The Holy Truth *can be* about the connectedness to the universe, *and* connectedness to the universe *can* *be* "all is one". *Every* single Holy Idea feeds to the Holy Truth, and Holy Truth is *necessarily inclusive by definition of "There exists"*. Notice the directionality in your statements and my statements. "Can be" is more inclusive than "Can be and must".


----------



## mimesis

@cir

Just aside from enneagram. 

There are people (not just Ones) who can be angry, without being present in their anger. They are not aware that they are. So, not being aware of it doesn't necessarily mean they are not angry, that they lack this feeling. They are out of touch with it, but it still affects their behavior and thinking.

And even when people are aware of it, that doesn't mean they are aware of what triggers it. People may decide to attack, when they perceive a threat when there was no. The real trigger for that response may be fear conditioned. Like a traumatic event in the past. Compulsive behavior used to be seen as anger, but they are responses to fear and a need to control. People with OCD for instance often repress their anger.


----------



## mimesis

cir said:


> Huh, this is genuinely new to me. I have never heard this before. I don't think black-and-white thinking *has* to be related to health and stress, because body types *don't* experience it that way. It *can*, but it *doesn't have to*.
> 
> We are *not* saying that it's not an instinctual response. But that the *difficulty* puts it in a separate class, because "tend and befriend" and "relating" requires being able to see in color, so to speak. Difficulty, for us, is something measurable, definite; it isn't a subjective evaluation.
> 
> But we *are* available info. Each one of us is a source on how we identify with our own type, our own triad. Back to what @Entropic says, some of us believe that the enneagram describes *motivations*, and we are trying to explain our motivations. You don't even have enough faith _to give us the benefit of the doubt_. You rejecting our experiences because it does not conform to what you view are "facts" (that we *must*) is a form of *denial*, *my* main defense mechanic. Which means, I don't *feel* like my *right* to autonomy is being respected, which triggers anger (reacting types be reacting!).
> 
> If you trying to say that the Holy Truth *can't* be about something, then you do not understand what the Holy Truth is. Which is how I knew you were describing Holy Faith lol.
> 
> The Holy Truth *can be* about the connectedness to the universe, *and* connectedness to the universe *can* *be* "all is one". *Every* single Holy Idea feeds to the Holy Truth, and Holy Truth is *necessarily inclusive by definition of "There exists"*. Notice the directionality in your statements and my statements. "Can be" is more inclusive than "Can be and must".


Just to remind you we were discussing stress response, with regard to type 6. You felt like making a distinction based on center of intelligence. While I agree that there may be some difference per type, I disagree with this overall distinction. I favor relating this to instinct, perhaps more accurately subtype.

Problem set:
1 – List every distinct phrase that the forum thread on the enneagram sets in double quotation marks.
2 – Set down the passage of the enneagram thread between "There are people" and "repress their anger.", inclusive.
The lines after this thread are separate material, unconnected to it.

Information supplied:
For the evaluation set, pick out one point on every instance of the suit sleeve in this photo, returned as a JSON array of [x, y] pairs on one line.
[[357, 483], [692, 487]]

Completed exercise:
1 –
- "all is one"
- "There exists"
- "Can be"
- "Can be and must"
- "tend and befriend"
- "relating"
- "facts"

2 –
There are people (not just Ones) who can be angry, without being present in their anger. They are not aware that they are. So, not being aware of it doesn't necessarily mean they are not angry, that they lack this feeling. They are out of touch with it, but it still affects their behavior and thinking.

And even when people are aware of it, that doesn't mean they are aware of what triggers it. People may decide to attack, when they perceive a threat when there was no. The real trigger for that response may be fear conditioned. Like a traumatic event in the past. Compulsive behavior used to be seen as anger, but they are responses to fear and a need to control. People with OCD for instance often repress their anger.